*ACTIVITY*. Line by line, retype the material with nothing left out.

***** SUPPLIED ENTRIES *****

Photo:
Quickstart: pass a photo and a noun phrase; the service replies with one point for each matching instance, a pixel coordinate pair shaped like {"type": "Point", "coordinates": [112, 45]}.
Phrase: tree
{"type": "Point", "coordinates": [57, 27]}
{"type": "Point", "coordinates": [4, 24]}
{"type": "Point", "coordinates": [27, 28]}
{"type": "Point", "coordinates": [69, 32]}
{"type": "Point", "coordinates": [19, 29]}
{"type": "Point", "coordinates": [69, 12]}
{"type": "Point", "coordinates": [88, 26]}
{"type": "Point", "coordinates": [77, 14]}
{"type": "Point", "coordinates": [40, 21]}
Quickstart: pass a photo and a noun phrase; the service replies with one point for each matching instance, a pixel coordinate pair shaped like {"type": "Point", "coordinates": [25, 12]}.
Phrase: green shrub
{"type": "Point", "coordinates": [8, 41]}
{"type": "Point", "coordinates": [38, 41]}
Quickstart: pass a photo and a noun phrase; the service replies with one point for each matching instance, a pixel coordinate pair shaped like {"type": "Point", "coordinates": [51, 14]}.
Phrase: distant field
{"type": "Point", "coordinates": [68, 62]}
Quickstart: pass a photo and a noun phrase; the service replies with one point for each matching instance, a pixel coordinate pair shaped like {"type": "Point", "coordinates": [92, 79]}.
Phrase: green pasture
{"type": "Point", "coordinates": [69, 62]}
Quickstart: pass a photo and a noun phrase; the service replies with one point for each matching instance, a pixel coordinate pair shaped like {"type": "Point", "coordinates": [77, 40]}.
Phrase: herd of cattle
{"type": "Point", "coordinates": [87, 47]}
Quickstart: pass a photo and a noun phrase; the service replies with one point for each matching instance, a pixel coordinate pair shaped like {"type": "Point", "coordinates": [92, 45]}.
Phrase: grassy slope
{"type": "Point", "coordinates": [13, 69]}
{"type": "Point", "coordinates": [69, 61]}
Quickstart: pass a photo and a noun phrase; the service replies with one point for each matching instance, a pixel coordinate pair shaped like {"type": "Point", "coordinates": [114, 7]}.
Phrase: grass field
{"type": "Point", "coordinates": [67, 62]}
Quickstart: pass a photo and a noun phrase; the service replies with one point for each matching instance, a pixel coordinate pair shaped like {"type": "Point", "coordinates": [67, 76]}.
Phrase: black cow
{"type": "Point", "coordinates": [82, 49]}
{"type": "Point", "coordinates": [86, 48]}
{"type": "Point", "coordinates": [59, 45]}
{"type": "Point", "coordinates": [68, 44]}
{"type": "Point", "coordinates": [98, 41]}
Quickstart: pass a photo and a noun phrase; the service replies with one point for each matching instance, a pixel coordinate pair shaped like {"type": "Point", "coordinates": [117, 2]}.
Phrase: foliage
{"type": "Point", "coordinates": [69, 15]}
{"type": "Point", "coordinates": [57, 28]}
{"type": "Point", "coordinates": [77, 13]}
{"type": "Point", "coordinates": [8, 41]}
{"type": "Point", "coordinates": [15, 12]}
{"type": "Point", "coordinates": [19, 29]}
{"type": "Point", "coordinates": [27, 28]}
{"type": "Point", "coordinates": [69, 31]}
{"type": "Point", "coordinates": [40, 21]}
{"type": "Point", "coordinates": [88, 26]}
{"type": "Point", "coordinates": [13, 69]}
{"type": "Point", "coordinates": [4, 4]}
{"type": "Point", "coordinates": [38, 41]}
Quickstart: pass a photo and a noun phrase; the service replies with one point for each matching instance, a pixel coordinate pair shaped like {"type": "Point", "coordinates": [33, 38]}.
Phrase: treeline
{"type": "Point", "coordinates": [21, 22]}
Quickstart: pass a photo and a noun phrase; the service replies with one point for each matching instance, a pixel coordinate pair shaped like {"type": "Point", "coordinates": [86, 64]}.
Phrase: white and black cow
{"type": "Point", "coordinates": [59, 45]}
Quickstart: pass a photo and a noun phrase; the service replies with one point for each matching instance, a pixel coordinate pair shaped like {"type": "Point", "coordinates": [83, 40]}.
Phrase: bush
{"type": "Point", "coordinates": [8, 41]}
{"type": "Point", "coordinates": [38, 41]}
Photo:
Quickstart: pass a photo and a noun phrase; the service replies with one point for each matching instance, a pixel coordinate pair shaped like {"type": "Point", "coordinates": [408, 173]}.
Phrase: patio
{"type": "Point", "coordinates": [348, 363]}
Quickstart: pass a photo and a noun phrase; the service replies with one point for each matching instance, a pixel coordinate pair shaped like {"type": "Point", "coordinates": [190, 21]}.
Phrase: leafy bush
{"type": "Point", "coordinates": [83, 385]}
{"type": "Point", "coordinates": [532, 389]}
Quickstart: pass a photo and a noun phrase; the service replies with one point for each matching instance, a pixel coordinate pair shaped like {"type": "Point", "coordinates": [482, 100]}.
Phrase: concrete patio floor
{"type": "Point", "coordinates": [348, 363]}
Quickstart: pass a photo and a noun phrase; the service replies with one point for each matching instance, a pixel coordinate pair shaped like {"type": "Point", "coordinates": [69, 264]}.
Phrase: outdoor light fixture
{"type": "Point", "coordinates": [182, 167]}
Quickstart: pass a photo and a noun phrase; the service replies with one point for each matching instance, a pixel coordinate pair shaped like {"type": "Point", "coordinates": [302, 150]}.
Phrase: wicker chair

*****

*OUTPUT FOR THIS TASK*.
Photo:
Quickstart: pass a photo and a noun phrase; the service replies with one point for each matching instance, a pixel coordinate pair shaped like {"type": "Point", "coordinates": [112, 45]}.
Phrase: tree
{"type": "Point", "coordinates": [57, 27]}
{"type": "Point", "coordinates": [4, 24]}
{"type": "Point", "coordinates": [27, 28]}
{"type": "Point", "coordinates": [69, 32]}
{"type": "Point", "coordinates": [19, 29]}
{"type": "Point", "coordinates": [69, 12]}
{"type": "Point", "coordinates": [88, 26]}
{"type": "Point", "coordinates": [77, 14]}
{"type": "Point", "coordinates": [40, 21]}
Quickstart: pass a photo and a noun phrase; the service replies with one point for each matching instance, a pixel coordinate pair shaped like {"type": "Point", "coordinates": [25, 12]}.
Phrase: green shrub
{"type": "Point", "coordinates": [8, 41]}
{"type": "Point", "coordinates": [38, 41]}
Quickstart: pass a photo and a noun phrase; the service replies with one point for each matching instance, a pixel coordinate pair shaped like {"type": "Point", "coordinates": [51, 14]}.
Phrase: distant field
{"type": "Point", "coordinates": [68, 62]}
Quickstart: pass a photo and a noun phrase; the service replies with one point for each matching instance, a pixel coordinate pair shaped like {"type": "Point", "coordinates": [92, 79]}.
Phrase: green pasture
{"type": "Point", "coordinates": [69, 62]}
Quickstart: pass a photo and a noun phrase; the service replies with one point for each matching instance, a pixel coordinate pair shaped like {"type": "Point", "coordinates": [77, 40]}.
Phrase: herd of cattle
{"type": "Point", "coordinates": [87, 47]}
Quickstart: pass a photo and a noun phrase; the service replies with one point for each matching instance, a pixel coordinate pair shaped like {"type": "Point", "coordinates": [92, 45]}.
Phrase: grassy slope
{"type": "Point", "coordinates": [13, 69]}
{"type": "Point", "coordinates": [69, 61]}
Quickstart: pass a photo and a noun phrase; the service replies with one point for each matching instance, a pixel coordinate pair shaped like {"type": "Point", "coordinates": [114, 7]}.
Phrase: grass field
{"type": "Point", "coordinates": [67, 62]}
Quickstart: pass a photo and a noun phrase; the service replies with one point for each matching instance, a pixel coordinate pair shaped like {"type": "Point", "coordinates": [67, 76]}.
Phrase: black cow
{"type": "Point", "coordinates": [82, 49]}
{"type": "Point", "coordinates": [86, 48]}
{"type": "Point", "coordinates": [59, 45]}
{"type": "Point", "coordinates": [68, 44]}
{"type": "Point", "coordinates": [98, 41]}
Quickstart: pass a photo and a noun phrase; the service replies with one point for each matching instance, a pixel coordinate pair shaped like {"type": "Point", "coordinates": [117, 2]}.
Phrase: foliage
{"type": "Point", "coordinates": [69, 15]}
{"type": "Point", "coordinates": [57, 28]}
{"type": "Point", "coordinates": [77, 13]}
{"type": "Point", "coordinates": [8, 41]}
{"type": "Point", "coordinates": [15, 12]}
{"type": "Point", "coordinates": [19, 29]}
{"type": "Point", "coordinates": [27, 28]}
{"type": "Point", "coordinates": [69, 31]}
{"type": "Point", "coordinates": [40, 21]}
{"type": "Point", "coordinates": [88, 26]}
{"type": "Point", "coordinates": [13, 69]}
{"type": "Point", "coordinates": [4, 4]}
{"type": "Point", "coordinates": [38, 41]}
Quickstart: pass a photo and a noun phrase; the service replies with one point for each matching instance, a pixel coordinate pair shaped like {"type": "Point", "coordinates": [33, 38]}.
Phrase: treeline
{"type": "Point", "coordinates": [21, 22]}
Quickstart: pass a photo and a noun phrase; the service replies with one point for each matching instance, a pixel coordinate pair shaped like {"type": "Point", "coordinates": [86, 64]}.
Phrase: white and black cow
{"type": "Point", "coordinates": [59, 45]}
Quickstart: pass a photo and a noun phrase; the service replies with one point for each matching instance, a pixel coordinate pair shaped like {"type": "Point", "coordinates": [83, 40]}.
Phrase: bush
{"type": "Point", "coordinates": [8, 41]}
{"type": "Point", "coordinates": [38, 41]}
Photo:
Quickstart: pass a photo and a noun phrase; the service replies with one point for each matching instance, a pixel coordinate pair shaped like {"type": "Point", "coordinates": [408, 173]}.
Phrase: patio
{"type": "Point", "coordinates": [348, 363]}
Quickstart: pass a photo and a noun phrase; the service replies with one point for each matching instance, a pixel coordinate pair shaped like {"type": "Point", "coordinates": [190, 21]}.
Phrase: leafy bush
{"type": "Point", "coordinates": [83, 385]}
{"type": "Point", "coordinates": [532, 389]}
Quickstart: pass a photo and a noun phrase; the service replies with one point for each matching instance, a pixel coordinate pair shaped like {"type": "Point", "coordinates": [482, 100]}.
Phrase: concrete patio floor
{"type": "Point", "coordinates": [348, 363]}
Quickstart: pass a photo and a noun phrase; the service replies with one point for each matching instance, a pixel coordinate pair shaped like {"type": "Point", "coordinates": [69, 264]}.
Phrase: outdoor light fixture
{"type": "Point", "coordinates": [182, 167]}
Quickstart: pass a photo and a noun phrase; the service replies with one point for each matching instance, a pixel coordinate pair shaped like {"type": "Point", "coordinates": [302, 150]}.
Phrase: wicker chair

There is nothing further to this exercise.